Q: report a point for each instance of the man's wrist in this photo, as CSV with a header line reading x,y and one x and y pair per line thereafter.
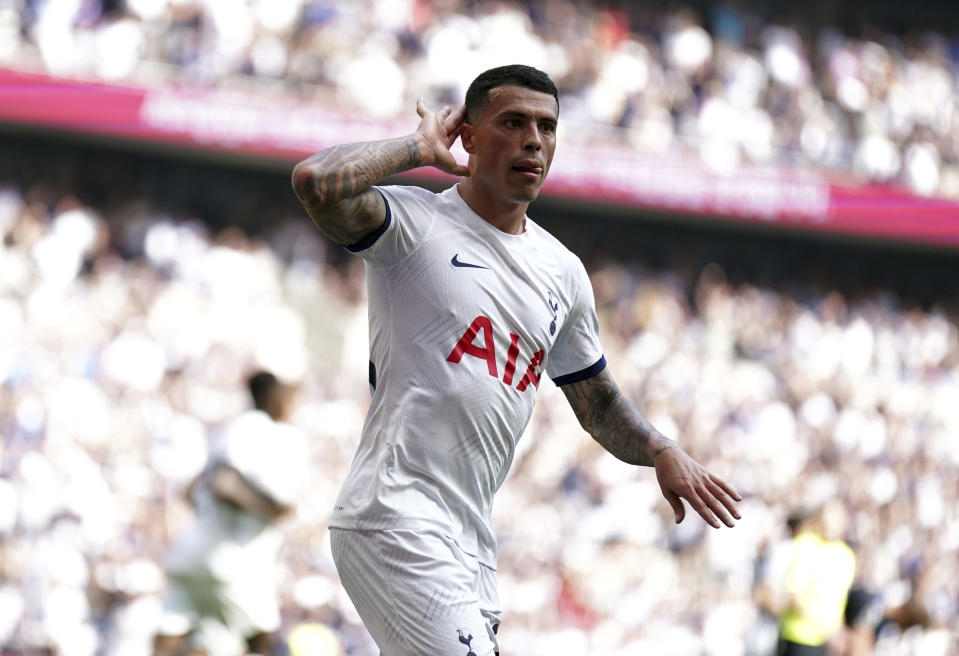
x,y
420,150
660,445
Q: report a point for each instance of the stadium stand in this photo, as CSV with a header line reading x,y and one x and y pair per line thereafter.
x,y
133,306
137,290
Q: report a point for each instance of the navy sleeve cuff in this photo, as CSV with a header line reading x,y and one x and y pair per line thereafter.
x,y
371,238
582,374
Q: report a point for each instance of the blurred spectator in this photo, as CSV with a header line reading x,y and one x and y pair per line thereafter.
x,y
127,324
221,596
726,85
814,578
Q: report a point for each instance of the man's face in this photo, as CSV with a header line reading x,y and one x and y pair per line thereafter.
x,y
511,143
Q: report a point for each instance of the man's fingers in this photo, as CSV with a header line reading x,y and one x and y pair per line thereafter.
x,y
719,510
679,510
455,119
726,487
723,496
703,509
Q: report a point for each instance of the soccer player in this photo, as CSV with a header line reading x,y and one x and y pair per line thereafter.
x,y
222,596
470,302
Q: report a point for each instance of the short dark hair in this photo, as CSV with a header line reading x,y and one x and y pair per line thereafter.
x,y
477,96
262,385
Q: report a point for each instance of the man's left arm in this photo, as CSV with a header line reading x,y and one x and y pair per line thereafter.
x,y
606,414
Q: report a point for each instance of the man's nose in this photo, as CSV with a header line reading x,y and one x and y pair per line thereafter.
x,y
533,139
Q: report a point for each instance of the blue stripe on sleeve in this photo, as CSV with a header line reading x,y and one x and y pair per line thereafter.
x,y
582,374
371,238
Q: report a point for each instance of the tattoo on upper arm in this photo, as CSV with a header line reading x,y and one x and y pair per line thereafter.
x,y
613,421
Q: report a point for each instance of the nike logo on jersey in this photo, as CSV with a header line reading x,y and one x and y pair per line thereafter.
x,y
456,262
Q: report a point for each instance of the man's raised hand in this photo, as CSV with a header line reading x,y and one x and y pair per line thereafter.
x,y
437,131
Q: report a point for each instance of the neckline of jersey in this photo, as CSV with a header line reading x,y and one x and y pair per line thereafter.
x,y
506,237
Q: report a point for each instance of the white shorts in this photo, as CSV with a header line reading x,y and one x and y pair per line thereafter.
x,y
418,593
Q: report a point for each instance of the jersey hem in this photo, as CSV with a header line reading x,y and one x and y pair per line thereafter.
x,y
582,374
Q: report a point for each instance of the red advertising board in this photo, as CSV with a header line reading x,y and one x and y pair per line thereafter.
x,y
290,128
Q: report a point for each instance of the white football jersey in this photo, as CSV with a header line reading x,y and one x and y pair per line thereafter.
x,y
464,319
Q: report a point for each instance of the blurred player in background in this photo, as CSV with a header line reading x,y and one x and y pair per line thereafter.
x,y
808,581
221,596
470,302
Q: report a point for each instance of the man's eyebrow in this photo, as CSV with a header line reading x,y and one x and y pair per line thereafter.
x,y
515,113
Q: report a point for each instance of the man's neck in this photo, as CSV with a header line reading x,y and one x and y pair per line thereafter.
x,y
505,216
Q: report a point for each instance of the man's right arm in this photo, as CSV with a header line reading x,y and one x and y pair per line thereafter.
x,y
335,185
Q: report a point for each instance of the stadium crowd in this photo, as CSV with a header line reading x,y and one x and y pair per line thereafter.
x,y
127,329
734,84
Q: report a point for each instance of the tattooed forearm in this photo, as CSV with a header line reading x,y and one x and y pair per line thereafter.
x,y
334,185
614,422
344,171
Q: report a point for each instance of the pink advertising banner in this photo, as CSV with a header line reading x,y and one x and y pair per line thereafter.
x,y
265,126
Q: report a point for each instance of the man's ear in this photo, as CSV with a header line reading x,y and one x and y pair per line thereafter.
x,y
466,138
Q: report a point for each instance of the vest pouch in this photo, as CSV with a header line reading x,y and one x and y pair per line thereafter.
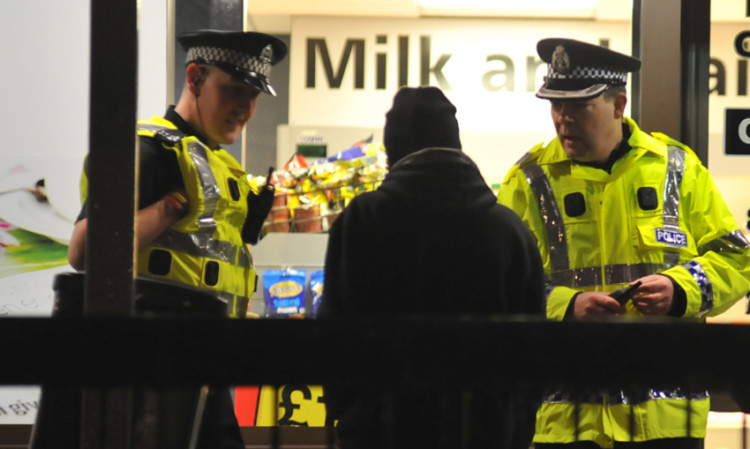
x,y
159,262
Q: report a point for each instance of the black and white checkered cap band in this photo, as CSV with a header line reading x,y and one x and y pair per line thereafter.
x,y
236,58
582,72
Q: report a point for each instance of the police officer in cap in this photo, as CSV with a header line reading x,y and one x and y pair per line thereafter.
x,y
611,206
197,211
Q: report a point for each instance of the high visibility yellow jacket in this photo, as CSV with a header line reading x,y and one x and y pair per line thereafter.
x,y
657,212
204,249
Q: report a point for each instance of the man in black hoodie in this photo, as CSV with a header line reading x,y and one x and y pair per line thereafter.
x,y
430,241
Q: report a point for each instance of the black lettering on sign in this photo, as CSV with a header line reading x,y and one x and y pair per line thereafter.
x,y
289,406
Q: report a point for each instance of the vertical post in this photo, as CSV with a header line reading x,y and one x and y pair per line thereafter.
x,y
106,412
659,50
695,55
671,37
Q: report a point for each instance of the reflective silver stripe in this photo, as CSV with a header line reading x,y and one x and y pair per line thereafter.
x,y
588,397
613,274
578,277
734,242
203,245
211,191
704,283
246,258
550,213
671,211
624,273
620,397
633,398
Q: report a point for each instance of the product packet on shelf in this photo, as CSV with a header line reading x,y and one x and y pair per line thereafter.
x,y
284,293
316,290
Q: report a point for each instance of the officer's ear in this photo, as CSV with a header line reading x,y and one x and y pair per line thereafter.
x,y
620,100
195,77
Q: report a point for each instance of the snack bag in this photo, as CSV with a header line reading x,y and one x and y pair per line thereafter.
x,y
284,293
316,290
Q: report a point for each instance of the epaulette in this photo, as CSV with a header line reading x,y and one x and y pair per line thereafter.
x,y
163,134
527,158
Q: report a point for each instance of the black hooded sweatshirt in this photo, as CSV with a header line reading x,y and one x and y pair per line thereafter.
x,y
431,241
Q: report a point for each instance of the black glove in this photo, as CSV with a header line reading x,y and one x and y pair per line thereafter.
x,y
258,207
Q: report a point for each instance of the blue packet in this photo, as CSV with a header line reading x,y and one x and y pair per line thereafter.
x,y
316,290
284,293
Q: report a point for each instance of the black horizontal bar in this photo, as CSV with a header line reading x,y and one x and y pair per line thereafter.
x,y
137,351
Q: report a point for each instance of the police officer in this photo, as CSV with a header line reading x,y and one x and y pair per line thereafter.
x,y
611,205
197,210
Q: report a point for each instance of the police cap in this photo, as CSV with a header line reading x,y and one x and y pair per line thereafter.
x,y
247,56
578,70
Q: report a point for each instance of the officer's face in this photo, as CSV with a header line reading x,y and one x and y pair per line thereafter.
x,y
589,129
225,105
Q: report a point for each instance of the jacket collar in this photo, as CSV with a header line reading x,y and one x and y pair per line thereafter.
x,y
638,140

━━━━━━━━━━━━━━━━━━━━━━━━━━━━━━

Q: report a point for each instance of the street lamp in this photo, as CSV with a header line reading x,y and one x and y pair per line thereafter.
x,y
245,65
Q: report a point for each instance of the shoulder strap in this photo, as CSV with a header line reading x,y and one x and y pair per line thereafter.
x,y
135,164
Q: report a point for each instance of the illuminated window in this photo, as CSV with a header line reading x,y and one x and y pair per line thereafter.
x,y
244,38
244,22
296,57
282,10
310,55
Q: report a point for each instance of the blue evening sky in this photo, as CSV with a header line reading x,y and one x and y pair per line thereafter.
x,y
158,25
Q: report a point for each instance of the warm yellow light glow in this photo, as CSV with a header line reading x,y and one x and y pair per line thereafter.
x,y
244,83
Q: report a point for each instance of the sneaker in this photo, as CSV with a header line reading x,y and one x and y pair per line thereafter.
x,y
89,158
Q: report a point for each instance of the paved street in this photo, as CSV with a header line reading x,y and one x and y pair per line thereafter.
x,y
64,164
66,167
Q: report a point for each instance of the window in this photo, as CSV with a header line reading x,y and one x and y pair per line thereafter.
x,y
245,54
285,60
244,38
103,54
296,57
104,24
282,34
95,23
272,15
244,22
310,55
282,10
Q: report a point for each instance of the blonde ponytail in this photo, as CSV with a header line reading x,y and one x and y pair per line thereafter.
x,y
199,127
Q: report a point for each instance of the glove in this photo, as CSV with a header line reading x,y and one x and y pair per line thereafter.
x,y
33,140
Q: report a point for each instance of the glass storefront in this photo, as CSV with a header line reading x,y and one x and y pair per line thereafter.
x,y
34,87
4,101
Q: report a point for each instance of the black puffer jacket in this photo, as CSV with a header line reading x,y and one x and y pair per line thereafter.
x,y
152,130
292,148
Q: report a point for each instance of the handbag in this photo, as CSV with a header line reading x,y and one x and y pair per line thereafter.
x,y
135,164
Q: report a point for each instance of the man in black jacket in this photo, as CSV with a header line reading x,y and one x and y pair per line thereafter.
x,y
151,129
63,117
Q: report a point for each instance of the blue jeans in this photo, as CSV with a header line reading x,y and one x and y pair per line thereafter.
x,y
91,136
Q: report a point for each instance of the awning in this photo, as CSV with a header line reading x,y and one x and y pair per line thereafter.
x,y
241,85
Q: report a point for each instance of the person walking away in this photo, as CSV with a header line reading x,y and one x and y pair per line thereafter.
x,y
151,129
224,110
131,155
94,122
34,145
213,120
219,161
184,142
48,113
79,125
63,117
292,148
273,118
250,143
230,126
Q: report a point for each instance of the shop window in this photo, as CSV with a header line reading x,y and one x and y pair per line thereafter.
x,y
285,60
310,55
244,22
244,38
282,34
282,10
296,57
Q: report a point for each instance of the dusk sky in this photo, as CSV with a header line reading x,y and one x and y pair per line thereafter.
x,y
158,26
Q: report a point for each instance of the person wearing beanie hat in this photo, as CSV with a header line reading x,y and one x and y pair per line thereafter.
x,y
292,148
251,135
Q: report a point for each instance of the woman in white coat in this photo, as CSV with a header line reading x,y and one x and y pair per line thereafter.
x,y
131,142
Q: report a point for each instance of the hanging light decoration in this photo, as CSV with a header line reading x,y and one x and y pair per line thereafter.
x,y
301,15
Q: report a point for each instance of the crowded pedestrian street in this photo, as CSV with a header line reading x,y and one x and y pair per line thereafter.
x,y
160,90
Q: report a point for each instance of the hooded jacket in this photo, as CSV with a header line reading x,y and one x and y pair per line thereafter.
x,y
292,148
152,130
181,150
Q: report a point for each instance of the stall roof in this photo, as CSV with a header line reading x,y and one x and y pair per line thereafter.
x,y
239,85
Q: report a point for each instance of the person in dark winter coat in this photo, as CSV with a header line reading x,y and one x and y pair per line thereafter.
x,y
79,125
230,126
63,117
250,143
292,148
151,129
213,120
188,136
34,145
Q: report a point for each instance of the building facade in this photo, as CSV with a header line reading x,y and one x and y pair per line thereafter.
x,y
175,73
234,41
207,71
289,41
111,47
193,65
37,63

━━━━━━━━━━━━━━━━━━━━━━━━━━━━━━

-- YOUR GOAL --
Which lines in the records above contain the word "stripe"? List every one of them, treating case as significant.

-- SOLVED EXERCISE --
Q: report a point for each instance of the blue stripe on sleeve in this photo, as CSV with a header line reading x,y and one x and y pair per line thereafter.
Q: report a point for each instance of the reflective silver stripe in this photo, as CSV with a header line reading x,y and one x and y pair per line thereafter.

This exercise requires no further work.